Do this: Rewrite the lines of each item below, substituting "Search term" for "Query" and leaving everything else unchanged. Omit the pictures.

Records provided:
-*-*-
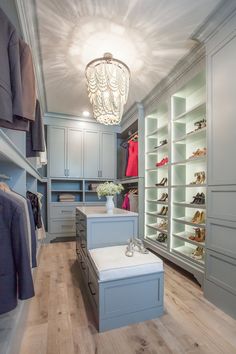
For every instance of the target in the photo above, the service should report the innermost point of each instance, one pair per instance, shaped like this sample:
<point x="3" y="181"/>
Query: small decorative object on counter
<point x="108" y="190"/>
<point x="133" y="245"/>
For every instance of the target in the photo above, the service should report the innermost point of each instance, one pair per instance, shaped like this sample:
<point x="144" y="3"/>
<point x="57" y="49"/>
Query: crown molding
<point x="213" y="23"/>
<point x="196" y="55"/>
<point x="29" y="29"/>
-*-*-
Problem solution:
For every instance of the target in the photo above, the service should report the innermost point of each instance, one pair per instance, shaped like this sample:
<point x="3" y="181"/>
Search term: small decorative object on counter
<point x="108" y="190"/>
<point x="133" y="245"/>
For every instance of the target in the photo above, the service should report the innermost point of each instance, one pair per instance, shaped like this sample:
<point x="144" y="3"/>
<point x="57" y="49"/>
Search term: crown molding
<point x="213" y="23"/>
<point x="196" y="55"/>
<point x="29" y="29"/>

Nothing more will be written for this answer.